• [Source records]
-------------------------

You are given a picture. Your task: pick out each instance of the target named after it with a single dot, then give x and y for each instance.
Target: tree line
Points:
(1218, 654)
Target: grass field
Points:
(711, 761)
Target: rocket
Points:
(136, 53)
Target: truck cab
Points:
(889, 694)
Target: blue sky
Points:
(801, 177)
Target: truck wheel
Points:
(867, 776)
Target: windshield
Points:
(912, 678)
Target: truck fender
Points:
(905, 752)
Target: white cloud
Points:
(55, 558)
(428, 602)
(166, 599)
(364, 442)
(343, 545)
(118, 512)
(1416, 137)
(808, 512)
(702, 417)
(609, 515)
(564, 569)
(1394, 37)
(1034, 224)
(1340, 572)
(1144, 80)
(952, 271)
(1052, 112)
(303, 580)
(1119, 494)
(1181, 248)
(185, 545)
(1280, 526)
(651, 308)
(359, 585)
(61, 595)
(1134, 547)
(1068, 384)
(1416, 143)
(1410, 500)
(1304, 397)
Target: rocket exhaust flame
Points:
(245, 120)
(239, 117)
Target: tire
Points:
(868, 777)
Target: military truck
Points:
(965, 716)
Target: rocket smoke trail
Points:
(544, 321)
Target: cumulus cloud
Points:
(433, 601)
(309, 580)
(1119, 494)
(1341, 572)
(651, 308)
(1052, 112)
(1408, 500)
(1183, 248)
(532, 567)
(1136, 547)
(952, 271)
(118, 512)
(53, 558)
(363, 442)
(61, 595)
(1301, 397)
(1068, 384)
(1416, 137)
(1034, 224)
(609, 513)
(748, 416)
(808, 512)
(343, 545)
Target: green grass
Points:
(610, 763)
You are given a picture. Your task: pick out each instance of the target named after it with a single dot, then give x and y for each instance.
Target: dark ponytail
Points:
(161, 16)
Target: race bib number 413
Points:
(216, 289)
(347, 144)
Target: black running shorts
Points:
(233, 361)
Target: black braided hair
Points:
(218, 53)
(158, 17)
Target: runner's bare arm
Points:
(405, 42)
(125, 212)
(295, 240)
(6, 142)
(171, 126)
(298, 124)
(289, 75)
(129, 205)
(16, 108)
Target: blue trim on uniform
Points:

-------------------------

• [Problem statement] Write an exact transcription of every entry above.

• [Solution]
You are given a picture. Your task: pick out each instance of the target named after it with a single dot, then give x and y for each instance.
Target: tree line
Points:
(1218, 654)
Target: grass field
Points:
(711, 761)
Target: rocket
Points:
(136, 53)
Target: truck cab
Points:
(889, 694)
Target: blue sky
Points:
(801, 177)
Target: truck wheel
Points:
(867, 776)
Target: windshield
Points:
(912, 678)
Target: truck fender
Points:
(905, 752)
Target: white cloud
Points:
(55, 558)
(428, 602)
(166, 599)
(364, 442)
(343, 545)
(118, 512)
(1416, 137)
(808, 512)
(702, 417)
(609, 515)
(564, 569)
(1394, 37)
(1034, 224)
(1340, 572)
(1144, 80)
(952, 271)
(1052, 112)
(303, 580)
(1119, 494)
(1181, 248)
(185, 545)
(1280, 526)
(651, 308)
(359, 585)
(61, 595)
(1134, 547)
(1068, 384)
(1416, 143)
(1410, 500)
(1304, 397)
Target: rocket exhaust flame
Points:
(245, 120)
(239, 117)
Target: tire
Points:
(868, 777)
Target: military truck
Points:
(965, 716)
Target: rocket smoke trail
Points:
(544, 321)
Target: cumulus cloud
Points:
(433, 601)
(309, 580)
(1119, 494)
(1341, 572)
(651, 308)
(1052, 112)
(1408, 500)
(1183, 248)
(532, 567)
(1136, 547)
(952, 271)
(118, 512)
(53, 558)
(363, 442)
(61, 595)
(1301, 397)
(1068, 384)
(1416, 137)
(1034, 224)
(609, 513)
(748, 416)
(808, 512)
(343, 545)
Target: green grass
Points:
(610, 763)
You are given a picture. Your task: pick out each instance of the target named after it with a single dot, then give x and y for each instance.
Target: dark ponytail
Points:
(161, 16)
Target: race bib number 413
Points:
(216, 289)
(347, 144)
Target: black running shorts
Points:
(233, 361)
Target: black braided hair
Points:
(218, 53)
(158, 17)
Target: runner's bare arm
Points:
(405, 42)
(125, 212)
(295, 240)
(6, 142)
(171, 126)
(298, 124)
(289, 75)
(129, 205)
(16, 108)
Target: blue trim on uniform
Points:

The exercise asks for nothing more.